==== Input rows ====

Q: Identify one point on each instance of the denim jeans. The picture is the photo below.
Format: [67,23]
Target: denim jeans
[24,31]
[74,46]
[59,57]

====

#### [Prompt]
Please update the listing by replacing "denim jeans" with "blue jeans" wherever it occurs, leaving everything else unchanged.

#### [Written solution]
Q: Identify one point on each instance of the blue jeans. The picture is the photo below.
Format: [67,23]
Target: blue jeans
[24,31]
[74,46]
[59,57]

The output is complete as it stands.